Problem statement:
Write out exactly the lines of the entries below from the one holding "find tree |" to the one holding "find green tube", inclusive, and leave out all other lines.

Point-per-instance localization data:

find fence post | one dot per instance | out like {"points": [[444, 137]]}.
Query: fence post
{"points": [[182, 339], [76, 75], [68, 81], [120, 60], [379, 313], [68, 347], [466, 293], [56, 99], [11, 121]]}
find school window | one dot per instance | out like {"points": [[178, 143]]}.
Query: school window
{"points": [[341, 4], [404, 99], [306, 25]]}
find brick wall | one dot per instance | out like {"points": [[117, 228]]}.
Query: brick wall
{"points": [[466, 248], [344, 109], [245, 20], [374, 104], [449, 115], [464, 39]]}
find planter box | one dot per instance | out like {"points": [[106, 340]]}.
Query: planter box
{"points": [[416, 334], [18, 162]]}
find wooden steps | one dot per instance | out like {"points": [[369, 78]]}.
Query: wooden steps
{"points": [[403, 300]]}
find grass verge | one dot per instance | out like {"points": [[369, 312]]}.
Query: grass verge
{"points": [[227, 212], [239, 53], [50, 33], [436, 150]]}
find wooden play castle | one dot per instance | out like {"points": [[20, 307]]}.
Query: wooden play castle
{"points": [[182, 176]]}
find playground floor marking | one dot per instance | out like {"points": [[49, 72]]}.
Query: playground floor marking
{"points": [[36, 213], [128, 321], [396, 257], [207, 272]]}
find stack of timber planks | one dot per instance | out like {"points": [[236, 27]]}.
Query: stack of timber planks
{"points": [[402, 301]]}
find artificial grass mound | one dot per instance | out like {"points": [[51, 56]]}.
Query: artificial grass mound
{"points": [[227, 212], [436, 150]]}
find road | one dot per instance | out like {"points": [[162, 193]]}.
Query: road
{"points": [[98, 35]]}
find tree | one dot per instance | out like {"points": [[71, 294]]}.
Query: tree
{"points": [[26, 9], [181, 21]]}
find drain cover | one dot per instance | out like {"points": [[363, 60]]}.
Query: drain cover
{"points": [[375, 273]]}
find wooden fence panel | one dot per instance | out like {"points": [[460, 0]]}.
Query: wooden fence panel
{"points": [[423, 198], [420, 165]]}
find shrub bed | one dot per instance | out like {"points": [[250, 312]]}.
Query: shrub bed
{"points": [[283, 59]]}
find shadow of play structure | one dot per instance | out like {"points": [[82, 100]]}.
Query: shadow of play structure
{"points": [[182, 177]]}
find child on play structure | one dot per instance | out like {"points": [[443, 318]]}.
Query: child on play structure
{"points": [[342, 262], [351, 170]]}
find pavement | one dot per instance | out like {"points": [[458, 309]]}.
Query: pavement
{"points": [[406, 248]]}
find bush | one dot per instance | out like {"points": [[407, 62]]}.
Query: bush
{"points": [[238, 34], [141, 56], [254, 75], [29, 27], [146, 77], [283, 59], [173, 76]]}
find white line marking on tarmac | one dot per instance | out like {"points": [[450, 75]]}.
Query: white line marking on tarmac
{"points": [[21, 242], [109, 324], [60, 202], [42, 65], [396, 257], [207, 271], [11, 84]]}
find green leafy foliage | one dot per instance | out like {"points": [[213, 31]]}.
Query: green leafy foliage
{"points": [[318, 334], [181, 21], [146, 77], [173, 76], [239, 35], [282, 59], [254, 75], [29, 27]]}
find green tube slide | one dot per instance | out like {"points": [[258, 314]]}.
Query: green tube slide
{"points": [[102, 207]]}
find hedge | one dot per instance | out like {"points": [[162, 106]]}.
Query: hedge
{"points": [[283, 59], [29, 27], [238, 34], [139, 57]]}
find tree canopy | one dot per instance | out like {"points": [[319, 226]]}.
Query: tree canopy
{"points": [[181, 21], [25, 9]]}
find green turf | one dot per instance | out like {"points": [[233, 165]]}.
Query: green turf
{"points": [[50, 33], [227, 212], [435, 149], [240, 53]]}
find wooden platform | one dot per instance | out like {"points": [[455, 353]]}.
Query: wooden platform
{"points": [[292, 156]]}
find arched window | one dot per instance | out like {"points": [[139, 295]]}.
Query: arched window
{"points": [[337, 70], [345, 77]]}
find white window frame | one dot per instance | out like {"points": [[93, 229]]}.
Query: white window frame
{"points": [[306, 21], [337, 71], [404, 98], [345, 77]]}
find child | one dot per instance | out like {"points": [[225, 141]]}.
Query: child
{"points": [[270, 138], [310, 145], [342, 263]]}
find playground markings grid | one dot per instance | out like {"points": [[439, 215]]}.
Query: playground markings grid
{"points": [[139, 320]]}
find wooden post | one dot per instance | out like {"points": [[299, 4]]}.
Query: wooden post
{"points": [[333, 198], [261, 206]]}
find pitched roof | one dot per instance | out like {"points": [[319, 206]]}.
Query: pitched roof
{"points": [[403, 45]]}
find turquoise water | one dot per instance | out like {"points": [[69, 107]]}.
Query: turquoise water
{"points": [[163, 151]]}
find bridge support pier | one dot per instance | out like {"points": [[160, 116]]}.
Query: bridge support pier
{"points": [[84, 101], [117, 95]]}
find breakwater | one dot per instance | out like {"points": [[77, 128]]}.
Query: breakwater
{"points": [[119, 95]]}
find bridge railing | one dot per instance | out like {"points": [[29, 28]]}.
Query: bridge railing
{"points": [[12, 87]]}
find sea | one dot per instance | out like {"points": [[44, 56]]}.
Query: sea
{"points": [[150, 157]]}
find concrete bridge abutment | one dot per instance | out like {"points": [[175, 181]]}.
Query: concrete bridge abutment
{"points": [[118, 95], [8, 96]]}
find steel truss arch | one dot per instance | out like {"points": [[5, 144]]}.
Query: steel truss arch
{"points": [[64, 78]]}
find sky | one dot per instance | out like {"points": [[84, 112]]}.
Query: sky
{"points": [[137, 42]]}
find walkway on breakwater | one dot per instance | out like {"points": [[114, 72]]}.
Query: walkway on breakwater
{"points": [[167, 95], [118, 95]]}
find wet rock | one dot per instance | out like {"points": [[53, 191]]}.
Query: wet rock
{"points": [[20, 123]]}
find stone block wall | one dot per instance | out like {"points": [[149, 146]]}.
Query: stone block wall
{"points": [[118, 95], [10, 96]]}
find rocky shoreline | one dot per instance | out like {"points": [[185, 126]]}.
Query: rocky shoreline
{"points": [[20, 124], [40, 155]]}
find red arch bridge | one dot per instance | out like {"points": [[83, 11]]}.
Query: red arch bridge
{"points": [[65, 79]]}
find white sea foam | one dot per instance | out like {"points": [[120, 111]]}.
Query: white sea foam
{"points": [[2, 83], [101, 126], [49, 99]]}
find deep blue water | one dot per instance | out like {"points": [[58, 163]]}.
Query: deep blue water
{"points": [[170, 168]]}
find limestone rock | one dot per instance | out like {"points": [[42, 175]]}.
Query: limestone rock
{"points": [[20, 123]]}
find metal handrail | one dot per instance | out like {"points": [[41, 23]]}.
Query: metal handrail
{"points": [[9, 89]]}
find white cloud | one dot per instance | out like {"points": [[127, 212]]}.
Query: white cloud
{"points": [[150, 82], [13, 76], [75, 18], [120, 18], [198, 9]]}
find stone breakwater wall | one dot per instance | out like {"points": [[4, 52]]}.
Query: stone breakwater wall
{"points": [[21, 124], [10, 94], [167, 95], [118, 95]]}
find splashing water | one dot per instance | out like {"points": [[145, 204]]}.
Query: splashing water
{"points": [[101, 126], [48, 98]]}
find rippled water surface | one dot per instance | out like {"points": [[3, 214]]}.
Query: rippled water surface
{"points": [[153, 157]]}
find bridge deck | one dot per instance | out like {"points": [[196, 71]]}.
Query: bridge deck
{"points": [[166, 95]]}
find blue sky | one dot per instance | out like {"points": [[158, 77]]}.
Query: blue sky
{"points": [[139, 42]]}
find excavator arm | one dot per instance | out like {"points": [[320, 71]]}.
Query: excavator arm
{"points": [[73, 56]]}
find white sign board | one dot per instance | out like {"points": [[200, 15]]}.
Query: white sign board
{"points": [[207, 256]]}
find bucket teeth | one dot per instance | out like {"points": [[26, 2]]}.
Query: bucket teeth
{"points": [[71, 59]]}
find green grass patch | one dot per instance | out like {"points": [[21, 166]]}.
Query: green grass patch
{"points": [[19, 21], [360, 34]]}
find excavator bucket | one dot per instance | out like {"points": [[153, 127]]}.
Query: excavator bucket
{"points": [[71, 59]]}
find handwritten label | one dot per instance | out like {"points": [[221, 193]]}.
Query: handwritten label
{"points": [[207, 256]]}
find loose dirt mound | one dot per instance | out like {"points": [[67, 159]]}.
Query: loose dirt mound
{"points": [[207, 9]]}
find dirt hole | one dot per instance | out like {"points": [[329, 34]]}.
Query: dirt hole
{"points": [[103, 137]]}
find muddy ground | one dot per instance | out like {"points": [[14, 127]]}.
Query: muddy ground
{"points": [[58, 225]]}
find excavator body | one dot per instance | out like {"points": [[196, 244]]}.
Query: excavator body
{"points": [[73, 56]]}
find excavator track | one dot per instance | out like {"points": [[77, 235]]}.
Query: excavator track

Your response:
find tree | one dot per instance | out like {"points": [[71, 294]]}.
Query: tree
{"points": [[26, 9], [181, 21]]}
find drain cover | one dot per instance | out like {"points": [[363, 60]]}.
Query: drain cover
{"points": [[375, 273]]}
find wooden fence panel | one dot per instance | out like {"points": [[460, 0]]}.
Query: wooden fence panel
{"points": [[423, 198], [420, 165]]}
find shrub bed | one dot per instance | out like {"points": [[250, 312]]}.
Query: shrub bed
{"points": [[283, 59]]}
find shadow of play structure | one dot per instance | out like {"points": [[82, 100]]}.
Query: shadow of play structure
{"points": [[182, 177]]}
find child on play structure | one dot per instance | out like {"points": [[443, 318]]}.
Query: child on play structure
{"points": [[342, 262], [351, 170]]}
find pavement | one dot per instance | out like {"points": [[458, 309]]}.
Query: pavement
{"points": [[406, 248]]}
find bush | one dot per instance | out like {"points": [[407, 62]]}.
Query: bush
{"points": [[238, 34], [141, 56], [254, 75], [29, 27], [146, 77], [283, 59], [173, 76]]}
find white line marking on tarmac | one dot per instance | out like {"points": [[450, 75]]}.
Query: white line marking on tarmac
{"points": [[21, 242], [109, 324], [60, 202], [42, 65], [396, 257], [207, 271], [11, 84]]}
find green leafy foliage | one dot per instance | out like {"points": [[213, 31]]}.
Query: green leafy foliage
{"points": [[318, 334], [181, 21], [146, 77], [173, 76], [239, 35], [282, 59], [254, 75], [29, 27]]}
find green tube slide | one dot per instance | out like {"points": [[258, 314]]}.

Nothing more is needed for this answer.